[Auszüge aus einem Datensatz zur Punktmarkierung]
────────
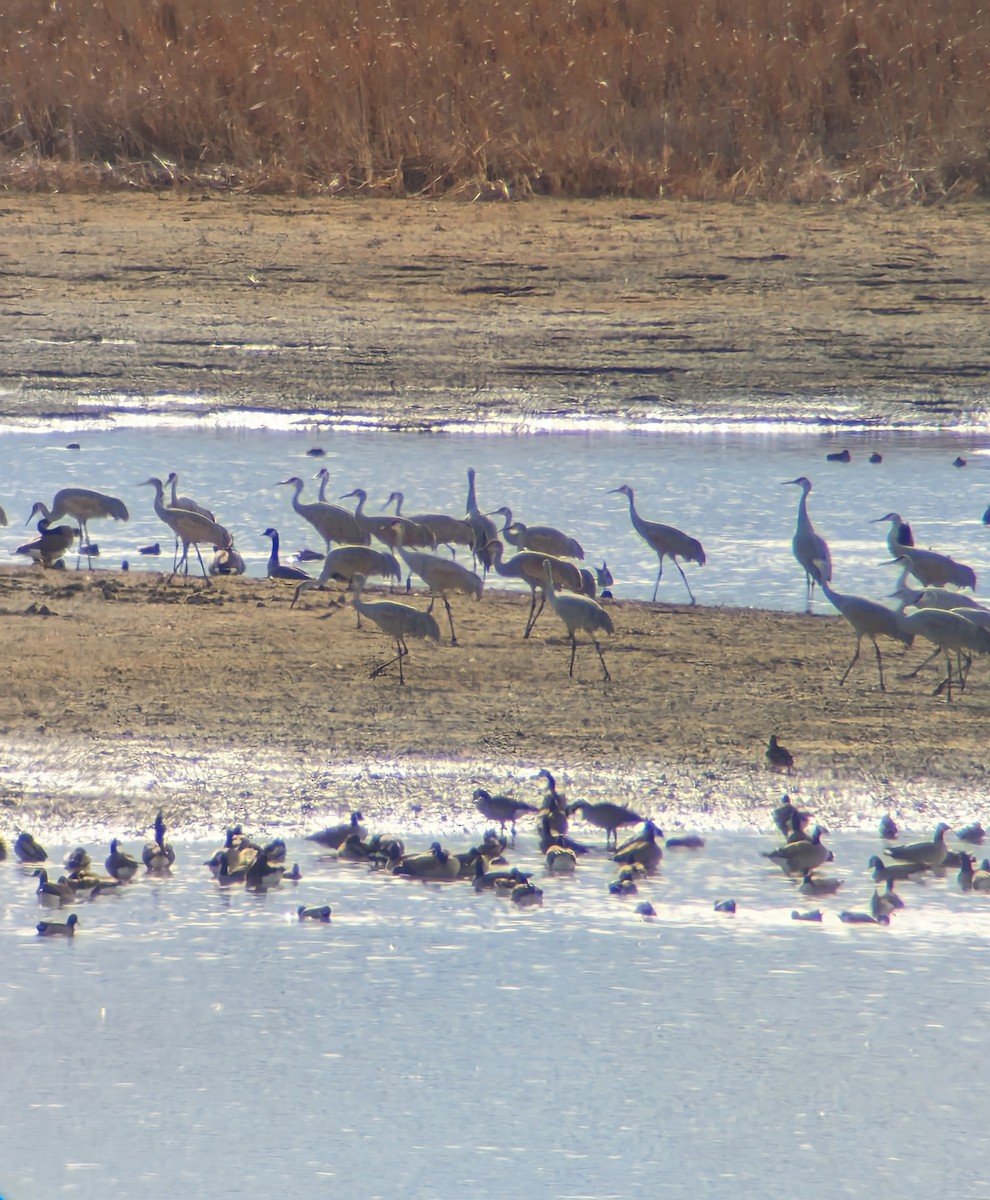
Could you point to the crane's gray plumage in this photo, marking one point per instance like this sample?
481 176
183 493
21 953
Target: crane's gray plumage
664 540
810 549
871 619
399 621
577 612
────────
• AUFGABENSTELLUNG
Schreibe alle Einträge oben als Markdown-Tabelle mit den Spalten „Nummer“ und „Inhalt“ um, wobei jede Zeile eine eigene Tabellenzeile mit laufender Nummer bekommt und Leerzeilen entfallen. Lass die Bilder in der Antwort weg.

• LÖSUNG
| Nummer | Inhalt |
|---|---|
| 1 | Could you point to the crane's gray plumage in this photo, marking one point per instance like this sample? |
| 2 | 481 176 |
| 3 | 183 493 |
| 4 | 21 953 |
| 5 | Target: crane's gray plumage |
| 6 | 664 540 |
| 7 | 810 549 |
| 8 | 871 619 |
| 9 | 399 621 |
| 10 | 577 612 |